§ What you have to do
Leave the pictures out and transcribe every record exactly.

====

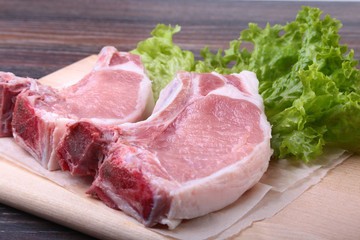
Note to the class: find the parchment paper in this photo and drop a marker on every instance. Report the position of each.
(281, 184)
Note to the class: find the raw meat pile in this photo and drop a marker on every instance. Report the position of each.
(206, 142)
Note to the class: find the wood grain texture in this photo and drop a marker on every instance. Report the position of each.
(38, 37)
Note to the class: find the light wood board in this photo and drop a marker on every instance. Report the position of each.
(328, 210)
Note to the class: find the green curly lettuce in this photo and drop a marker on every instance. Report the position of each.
(161, 58)
(309, 84)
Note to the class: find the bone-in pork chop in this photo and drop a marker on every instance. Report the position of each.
(206, 143)
(116, 91)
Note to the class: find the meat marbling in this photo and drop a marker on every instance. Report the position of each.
(206, 143)
(117, 90)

====

§ Written solution
Note to the class: find the parchment paper in this photo and drop a marker on every instance. Report the position of each.
(281, 184)
Note to the class: find the raw meat pile in this photo and drop a marker on every instance. Report the position of each.
(206, 142)
Note to the class: find the wood grain texture in this photo and drop a marker on every instance. Report the position of each.
(38, 37)
Note to the class: find the light wood board in this photo and drop a marker on every instance. Report the position of each.
(328, 210)
Note to the class: find the green curly lettuce in this photo and drop a marker on every instance. Report the position of each.
(161, 58)
(309, 84)
Note to the class: find the bone-in pork chop in this photo and drop a marker on every instance. Report the position of each.
(206, 143)
(116, 91)
Note to the class: find the meat marbling in this photo and drop a marker on every instance. Report the position of each.
(206, 143)
(117, 90)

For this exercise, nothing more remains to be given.